§ Problems and tasks
**1.** In the post about preparing for the coming High, write out the passage between "What I *would*" and "ready to lead.", inclusive, switching "High" to "Awakening".
**2.** According to the post about preparing for the coming High, what country does the writer live in?

§ Given text
Hello, long time lurker, first time poster here.

Been thinking a lot lately about how to prepare for 1) the coming Crisis climax, and 2) the coming High. In The Fourth Turning, S&H make reference to acting or behaving "pre-seasonally" -- that is, in a way that reflects or demands the nature or needs of the upcoming turning. (I think I've got that term right; please correct if I'm wrong. Too lazy to check the book.) Indeed, this is part of what is needed to bring it on. And it's not necessarily a deliberate choice in all cases; many typical members of a generation act this way based purely on instinct.

I am a 1989 Millennial in Canada and I'm more or less convinced that a cold civil war fueled by digital disinformation is coming south of the border within the next couple of years.

I don't have to do much, personally, to prepare for an outright civil American conflict up here in my snowy neck of the woods. My countryfolk have the privilege of being influenced by American culture but not directly impacted by its fallout. Yes, we have our share of problems as well, but not nearly at the same intensity.

What I *would* like to prepare for, however, is the High. Even before reading S&H, I've always been civic-minded. I would like to position myself and my family to take the best advantage of and contribute positively toward the coming High. I look forward to being part of the new GI Generation, fighting for and subsequently benefiting from massive civic improvements. I'm sick of following and ready to lead.

I predict (and hope) that the Green New Deal in the US will be the cornerstone of the High. This carries some obvious practical implications (say goodbye to oil and gas), but I'm curious if anyone has any thoughts on other aspects of the coming High that should be expected, and how Millennials can position themselves to come out the tail end of the Crisis ready to rebuild society.

One example of what I'm talking about related to the Green New Deal would be the increased reliance on electricity (for car charging, home heating, and so on), and therefore the increased pressure on existing electric grid infrastructure. Some of the grid infrastructure we rely on today is nearing a century old, and occasional power outages simply will not be acceptable anymore. Is a complete North American electric grid re-construction effort undertaken over many years and creating millions of public sector construction jobs (in addition to all the green energy generation jobs) something we can expect? Just one thought.

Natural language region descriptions
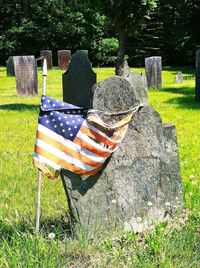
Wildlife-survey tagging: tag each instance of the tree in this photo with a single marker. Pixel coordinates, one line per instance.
(126, 18)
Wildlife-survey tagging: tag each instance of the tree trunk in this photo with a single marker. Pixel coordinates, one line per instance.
(121, 54)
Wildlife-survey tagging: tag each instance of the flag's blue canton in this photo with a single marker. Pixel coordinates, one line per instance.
(62, 118)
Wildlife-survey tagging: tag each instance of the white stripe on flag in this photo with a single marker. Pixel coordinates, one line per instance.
(85, 138)
(70, 144)
(62, 155)
(43, 159)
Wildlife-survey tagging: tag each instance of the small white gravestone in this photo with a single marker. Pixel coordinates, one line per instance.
(26, 75)
(179, 78)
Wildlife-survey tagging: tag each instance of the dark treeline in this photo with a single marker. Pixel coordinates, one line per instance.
(171, 30)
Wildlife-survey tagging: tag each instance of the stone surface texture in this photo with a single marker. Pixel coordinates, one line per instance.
(153, 67)
(10, 67)
(140, 183)
(48, 55)
(64, 57)
(197, 84)
(78, 81)
(26, 75)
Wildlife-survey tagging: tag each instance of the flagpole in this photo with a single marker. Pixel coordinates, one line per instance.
(44, 76)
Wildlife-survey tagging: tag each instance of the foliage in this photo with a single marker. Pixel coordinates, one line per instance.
(167, 245)
(48, 25)
(106, 51)
(170, 30)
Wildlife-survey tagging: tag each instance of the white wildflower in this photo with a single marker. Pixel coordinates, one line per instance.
(192, 177)
(51, 236)
(139, 219)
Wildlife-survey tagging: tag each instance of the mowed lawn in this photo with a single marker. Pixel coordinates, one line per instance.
(177, 246)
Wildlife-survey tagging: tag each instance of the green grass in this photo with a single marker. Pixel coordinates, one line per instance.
(166, 246)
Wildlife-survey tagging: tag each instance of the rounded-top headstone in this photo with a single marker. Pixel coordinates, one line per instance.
(10, 67)
(64, 57)
(48, 55)
(78, 80)
(114, 94)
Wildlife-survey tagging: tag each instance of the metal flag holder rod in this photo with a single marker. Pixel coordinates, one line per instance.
(44, 76)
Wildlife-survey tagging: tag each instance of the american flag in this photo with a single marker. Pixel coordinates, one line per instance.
(74, 138)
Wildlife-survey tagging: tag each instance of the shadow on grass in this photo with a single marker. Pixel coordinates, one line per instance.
(19, 107)
(60, 227)
(182, 90)
(185, 102)
(184, 69)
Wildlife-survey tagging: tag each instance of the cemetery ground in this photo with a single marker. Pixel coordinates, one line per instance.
(173, 244)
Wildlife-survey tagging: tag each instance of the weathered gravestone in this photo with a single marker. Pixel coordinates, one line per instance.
(197, 86)
(48, 55)
(10, 67)
(140, 183)
(64, 57)
(139, 84)
(26, 75)
(179, 78)
(153, 67)
(78, 80)
(83, 50)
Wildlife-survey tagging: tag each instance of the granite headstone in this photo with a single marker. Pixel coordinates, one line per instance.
(10, 67)
(139, 84)
(26, 75)
(48, 55)
(197, 85)
(153, 67)
(78, 80)
(64, 57)
(140, 183)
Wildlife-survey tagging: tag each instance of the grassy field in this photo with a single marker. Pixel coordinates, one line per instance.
(176, 245)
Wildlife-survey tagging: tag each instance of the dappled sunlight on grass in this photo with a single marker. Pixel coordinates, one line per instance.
(18, 186)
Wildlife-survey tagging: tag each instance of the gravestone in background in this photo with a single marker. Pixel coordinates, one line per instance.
(48, 55)
(10, 67)
(139, 84)
(197, 85)
(26, 75)
(140, 183)
(153, 67)
(179, 78)
(83, 50)
(78, 80)
(64, 57)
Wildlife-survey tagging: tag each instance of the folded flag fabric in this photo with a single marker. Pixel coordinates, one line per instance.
(75, 138)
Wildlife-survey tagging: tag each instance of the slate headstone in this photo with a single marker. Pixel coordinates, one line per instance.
(48, 55)
(139, 84)
(10, 67)
(140, 183)
(179, 78)
(64, 57)
(78, 80)
(197, 85)
(153, 67)
(83, 50)
(26, 75)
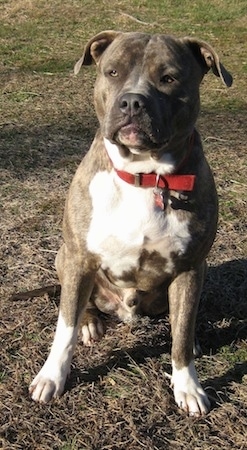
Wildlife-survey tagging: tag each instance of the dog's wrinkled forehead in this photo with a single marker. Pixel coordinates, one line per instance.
(132, 49)
(135, 48)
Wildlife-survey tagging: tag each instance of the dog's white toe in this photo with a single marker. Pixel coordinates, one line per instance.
(91, 332)
(43, 388)
(195, 404)
(188, 392)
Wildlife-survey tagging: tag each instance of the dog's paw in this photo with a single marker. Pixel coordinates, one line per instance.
(194, 403)
(188, 392)
(92, 330)
(46, 386)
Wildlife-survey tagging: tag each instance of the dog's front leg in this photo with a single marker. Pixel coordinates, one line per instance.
(77, 284)
(184, 295)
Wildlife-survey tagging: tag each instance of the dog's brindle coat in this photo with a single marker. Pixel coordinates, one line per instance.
(123, 251)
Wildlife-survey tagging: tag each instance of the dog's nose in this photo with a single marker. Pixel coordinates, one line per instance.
(131, 104)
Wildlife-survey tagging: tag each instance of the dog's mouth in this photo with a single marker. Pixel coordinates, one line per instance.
(137, 140)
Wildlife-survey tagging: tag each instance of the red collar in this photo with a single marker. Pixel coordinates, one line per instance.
(171, 182)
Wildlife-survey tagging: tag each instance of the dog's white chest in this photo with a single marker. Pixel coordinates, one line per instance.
(125, 221)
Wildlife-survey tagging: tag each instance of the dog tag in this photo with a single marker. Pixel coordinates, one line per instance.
(159, 198)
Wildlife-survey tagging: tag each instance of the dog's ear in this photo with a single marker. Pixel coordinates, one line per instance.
(95, 47)
(208, 59)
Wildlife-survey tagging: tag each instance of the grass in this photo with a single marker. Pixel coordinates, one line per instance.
(117, 396)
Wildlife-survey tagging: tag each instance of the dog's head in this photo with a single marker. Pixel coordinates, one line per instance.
(147, 88)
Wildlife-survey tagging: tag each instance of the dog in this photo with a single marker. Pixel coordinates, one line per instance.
(141, 212)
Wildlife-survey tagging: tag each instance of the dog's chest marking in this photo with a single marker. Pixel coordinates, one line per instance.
(125, 221)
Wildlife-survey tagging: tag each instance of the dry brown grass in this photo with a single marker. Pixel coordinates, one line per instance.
(117, 396)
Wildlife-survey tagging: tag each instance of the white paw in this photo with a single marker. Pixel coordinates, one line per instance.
(92, 331)
(188, 392)
(46, 386)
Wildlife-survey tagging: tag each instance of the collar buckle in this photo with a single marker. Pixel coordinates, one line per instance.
(137, 181)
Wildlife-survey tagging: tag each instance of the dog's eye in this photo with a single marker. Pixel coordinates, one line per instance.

§ Written responses
**1.**
What I *would* like to prepare for, however, is the Awakening. Even before reading S&H, I've always been civic-minded. I would like to position myself and my family to take the best advantage of and contribute positively toward the coming Awakening. I look forward to being part of the new GI Generation, fighting for and subsequently benefiting from massive civic improvements. I'm sick of following and ready to lead.

**2.** Canada